**DATA PROVIDED**
════════════════
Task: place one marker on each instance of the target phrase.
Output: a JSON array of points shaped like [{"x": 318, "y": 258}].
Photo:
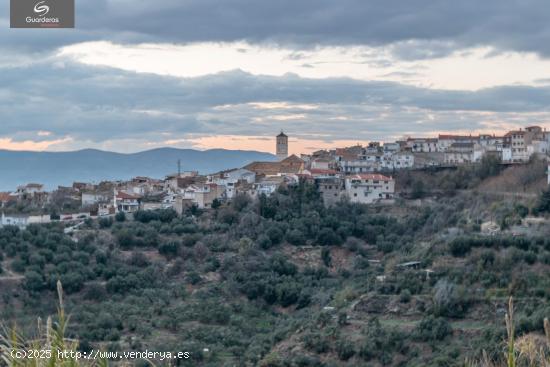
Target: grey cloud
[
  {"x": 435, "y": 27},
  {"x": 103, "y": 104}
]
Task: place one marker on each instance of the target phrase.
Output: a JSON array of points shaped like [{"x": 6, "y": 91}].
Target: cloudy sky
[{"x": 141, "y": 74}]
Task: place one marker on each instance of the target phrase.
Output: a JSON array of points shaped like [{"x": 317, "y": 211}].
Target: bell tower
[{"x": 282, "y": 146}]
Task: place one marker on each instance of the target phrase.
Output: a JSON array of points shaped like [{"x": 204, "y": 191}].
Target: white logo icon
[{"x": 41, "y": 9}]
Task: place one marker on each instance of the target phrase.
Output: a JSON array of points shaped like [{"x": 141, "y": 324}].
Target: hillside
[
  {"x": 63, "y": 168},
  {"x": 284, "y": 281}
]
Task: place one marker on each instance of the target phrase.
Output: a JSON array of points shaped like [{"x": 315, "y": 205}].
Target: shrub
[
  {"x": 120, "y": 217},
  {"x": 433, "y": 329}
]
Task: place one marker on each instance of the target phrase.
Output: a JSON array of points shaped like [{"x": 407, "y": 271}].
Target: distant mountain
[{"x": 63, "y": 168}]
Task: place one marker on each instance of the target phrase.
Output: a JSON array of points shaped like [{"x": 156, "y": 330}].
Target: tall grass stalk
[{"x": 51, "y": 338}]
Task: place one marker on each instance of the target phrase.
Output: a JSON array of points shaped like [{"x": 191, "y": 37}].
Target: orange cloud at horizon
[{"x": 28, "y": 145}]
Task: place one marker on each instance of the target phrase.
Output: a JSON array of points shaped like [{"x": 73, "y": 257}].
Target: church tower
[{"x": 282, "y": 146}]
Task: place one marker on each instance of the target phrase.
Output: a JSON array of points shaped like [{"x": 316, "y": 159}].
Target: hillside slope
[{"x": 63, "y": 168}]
════════════════
Find every line in the rows above that contains the string "JSON", treating uppercase and lowercase letters as different, and copy each of those lines.

Output: a JSON array of points shaped like [{"x": 318, "y": 258}].
Output: a JSON array of points shaped like [{"x": 6, "y": 91}].
Output: a JSON array of points shaped like [{"x": 317, "y": 211}].
Output: a JSON array of points shaped like [{"x": 204, "y": 191}].
Output: a JSON array of points shaped like [{"x": 141, "y": 324}].
Output: a JSON array of points shaped like [{"x": 315, "y": 205}].
Output: a JSON array of points shaped like [{"x": 407, "y": 271}].
Output: a JSON array of points shaped like [{"x": 156, "y": 330}].
Output: a JSON array of points shaped like [{"x": 191, "y": 37}].
Output: a JSON array of points shaped like [{"x": 73, "y": 257}].
Output: a JSON array of points shaped like [{"x": 316, "y": 159}].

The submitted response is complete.